Exercise passage
----
Undeterred, Furth found a surgeon in Asia who was willing to perform amputations for about $6,000. But instead of getting the surgery himself, he began acting as a go-between, putting sufferers in touch with the surgeon. He also contacted Michael First, a clinical psychiatrist at Columbia University in New York. Intrigued,
First embarked on a survey of fifty-two patients. What he found was instructive. The patients all seemed to be obsessed by the thought of a body that was different in some way from the one they possessed. There seemed to be a mismatch between their internal sense of their own bodies and their actual physical bodies. First, who would later lobby to have BIID more widely recognized, became convinced that he was looking at a disorder of identity, of the sense of self.

“The name that was originally proposed, ‘apotemnophilia,’ was clearly a problem,” he told me. “We wanted a word that was parallel to gender identity disorder. GID has built into the name a concept that
there is a function called gender identity, which is your sense of being male or female, which has gone wrong. So, what would be a parallel notion? Body integrity identity disorder hypothesizes that a normal function, which is your comfort in how your body fits together, has gone wrong.”
----
Provided information

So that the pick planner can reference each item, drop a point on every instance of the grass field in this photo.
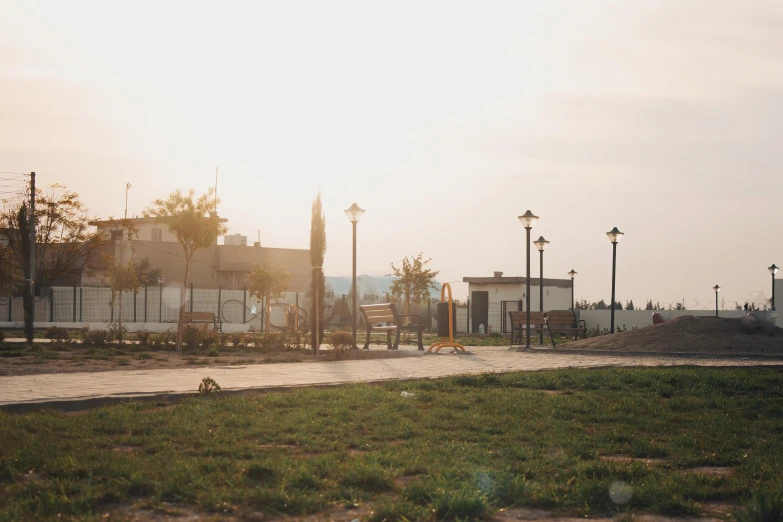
(461, 448)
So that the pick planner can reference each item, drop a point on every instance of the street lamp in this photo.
(572, 273)
(528, 219)
(160, 298)
(614, 236)
(354, 213)
(773, 270)
(717, 289)
(541, 244)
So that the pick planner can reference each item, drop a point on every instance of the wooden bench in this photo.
(203, 318)
(374, 315)
(557, 321)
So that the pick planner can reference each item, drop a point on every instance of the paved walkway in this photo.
(32, 389)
----
Exercise aim
In the passage about body integrity identity disorder, how many patients did Michael First survey? Answer using only the passage, nothing from outside it.

Exercise solution
Fifty-two patients.